Quote every line of the records below word for word, but leave the pictures out of your answer.

(Records)
------------

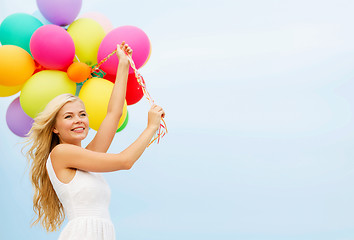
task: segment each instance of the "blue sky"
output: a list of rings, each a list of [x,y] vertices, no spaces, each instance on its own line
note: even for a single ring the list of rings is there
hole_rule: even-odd
[[[169,134],[130,171],[104,174],[117,239],[354,239],[352,1],[83,1],[152,43],[141,69]],[[35,1],[1,4],[0,20]],[[22,139],[0,98],[1,239],[29,227]],[[109,152],[146,126],[145,99]],[[87,142],[92,139],[92,131]]]

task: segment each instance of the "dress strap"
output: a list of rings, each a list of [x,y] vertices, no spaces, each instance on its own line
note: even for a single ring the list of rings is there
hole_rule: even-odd
[[[50,157],[48,157],[48,159],[47,159],[46,167],[47,167],[47,172],[48,172],[49,178],[52,181],[52,183],[55,182],[56,184],[63,185],[64,183],[62,183],[57,178],[57,175],[55,174],[55,171],[54,171],[54,168],[52,165],[52,160],[50,159]]]

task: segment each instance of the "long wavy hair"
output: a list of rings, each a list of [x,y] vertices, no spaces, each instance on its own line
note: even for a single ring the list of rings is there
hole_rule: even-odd
[[[34,188],[33,218],[31,226],[41,222],[47,232],[57,231],[65,219],[63,205],[50,182],[46,162],[52,149],[58,145],[59,137],[53,133],[60,109],[68,102],[81,101],[72,94],[62,94],[51,100],[43,112],[34,119],[25,141],[30,146],[26,157],[31,164],[30,179]],[[81,101],[82,102],[82,101]]]

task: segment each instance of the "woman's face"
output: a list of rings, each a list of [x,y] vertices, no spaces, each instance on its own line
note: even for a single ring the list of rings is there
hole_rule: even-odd
[[[59,136],[60,143],[81,146],[89,130],[85,106],[80,101],[66,103],[59,111],[53,132]]]

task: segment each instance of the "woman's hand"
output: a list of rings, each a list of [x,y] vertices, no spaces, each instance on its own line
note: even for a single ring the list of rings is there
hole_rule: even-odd
[[[161,118],[165,117],[165,111],[162,107],[152,105],[148,114],[148,128],[153,128],[157,131],[160,127]]]
[[[125,43],[125,41],[122,42],[122,44],[117,45],[117,57],[119,61],[122,60],[127,60],[128,61],[128,56],[131,56],[133,53],[133,50],[128,46],[128,44]]]

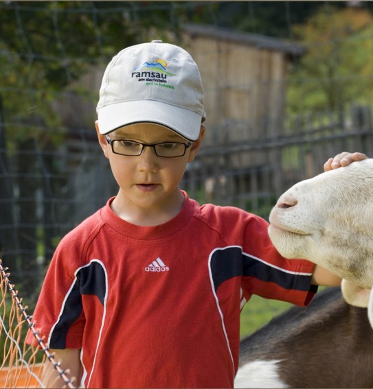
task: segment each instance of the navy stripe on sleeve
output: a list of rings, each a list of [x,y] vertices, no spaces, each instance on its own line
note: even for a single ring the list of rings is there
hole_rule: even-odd
[[[52,331],[49,346],[58,349],[66,348],[67,332],[82,313],[82,294],[97,296],[104,305],[106,293],[106,274],[101,263],[92,261],[81,268],[76,274],[75,281],[65,301],[58,321]]]
[[[238,246],[215,250],[211,256],[210,268],[215,291],[225,281],[241,276],[273,282],[284,289],[310,290],[310,274],[299,274],[275,268],[256,257],[242,253],[242,248]]]

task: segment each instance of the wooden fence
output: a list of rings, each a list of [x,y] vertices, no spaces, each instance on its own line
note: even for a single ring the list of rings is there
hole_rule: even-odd
[[[236,206],[264,218],[282,192],[321,173],[328,157],[344,150],[373,156],[367,107],[292,118],[279,123],[280,136],[264,131],[256,139],[245,137],[255,123],[207,124],[216,144],[201,148],[181,188],[200,203]],[[41,149],[37,139],[22,150],[0,148],[0,254],[14,282],[36,298],[59,239],[117,186],[91,129],[53,150]]]

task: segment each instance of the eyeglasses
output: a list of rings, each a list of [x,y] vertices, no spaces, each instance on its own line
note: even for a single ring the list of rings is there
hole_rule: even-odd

------------

* _Full response_:
task: segment each instance of the "blue sky"
output: a list of rings, each a list of [x,y] vertices, no spaces, each instance on its own line
note: even for a single ring the list of rings is there
hole_rule: even-odd
[[[169,134],[130,171],[104,174],[117,239],[354,239],[352,1],[83,1],[152,43],[141,69]],[[35,1],[1,4],[0,20]],[[22,139],[0,98],[1,239],[29,227]],[[109,152],[146,126],[145,99]],[[87,142],[92,139],[92,131]]]

task: segment each instance of the "dress strap"
output: a list of rings, each a list of [x,y] vertices, no spaces, each instance on its own line
note: even for a single ring the list of rings is there
hole_rule: even-odd
[[[50,157],[48,157],[48,159],[47,159],[46,167],[47,167],[47,172],[48,172],[49,178],[52,181],[52,183],[55,182],[56,184],[63,185],[64,183],[62,183],[57,178],[57,175],[55,174],[55,171],[54,171],[54,168],[52,165],[52,160],[50,159]]]

task: segment each instance of the "long wavy hair"
output: a list of rings, each a list of [x,y] vertices, no spaces, each instance on its own line
note: even for a single ring the list of rings is there
hole_rule: even-odd
[[[34,188],[33,218],[31,226],[41,222],[47,232],[57,231],[65,219],[63,205],[50,182],[46,162],[52,149],[58,145],[59,137],[53,133],[60,109],[68,102],[81,101],[72,94],[62,94],[51,100],[43,112],[34,119],[25,141],[30,146],[26,157],[31,164],[30,179]],[[81,101],[82,102],[82,101]]]

task: segment each instance of the "woman's face"
output: a list of rings, each a list of [x,y] vertices, no spaces, each instance on its own line
note: even for a single ring the list of rings is there
hole_rule: even-odd
[[[59,136],[60,143],[81,146],[89,130],[85,106],[80,101],[66,103],[59,111],[53,132]]]

task: segment each instance of the "woman's hand"
output: a list of rings, each a list of [x,y] vertices, no spaces, each instance on its own line
note: even for a single ring the list of rings is there
hole_rule: even-odd
[[[161,118],[165,117],[165,111],[162,107],[152,105],[148,114],[148,128],[153,128],[157,131],[160,127]]]
[[[125,43],[125,41],[122,42],[122,44],[117,45],[117,57],[119,61],[122,60],[127,60],[128,61],[128,56],[131,56],[133,53],[133,50],[128,46],[128,44]]]

task: segment each instance of the navy stripe on sleeve
output: a list of rings, each a list of [x,y] vertices, no spaces, each instance on its own line
note: even for a single ring the list of rings is there
hole_rule: even-odd
[[[52,331],[49,346],[58,349],[66,348],[67,332],[82,313],[82,294],[97,296],[104,305],[106,293],[106,274],[101,263],[92,261],[81,268],[76,274],[75,281],[65,301],[58,321]]]
[[[238,246],[215,250],[211,256],[210,268],[215,291],[225,281],[241,276],[273,282],[284,289],[310,290],[310,274],[299,274],[275,268],[256,257],[242,253],[242,248]]]

task: segment each instance of the wooden fence
output: a list of rings, each a list of [x,y] vertices, no spaces, each instance on its own line
note: even for a single ring the list of rings is there
hole_rule: even-odd
[[[236,206],[264,218],[282,192],[321,173],[328,157],[344,150],[373,156],[367,107],[292,118],[279,123],[280,136],[264,131],[256,139],[245,137],[255,123],[207,124],[216,144],[201,148],[181,188],[200,203]],[[41,149],[37,139],[22,150],[0,148],[0,254],[14,282],[36,298],[59,239],[117,186],[91,129],[53,150]]]

task: segment each instance of the eyeglasses
output: a list of rings, each a list of [x,y] vertices, no spaces, each instance on its own line
note: even for a single ring the list of rings is there
hole_rule: even-odd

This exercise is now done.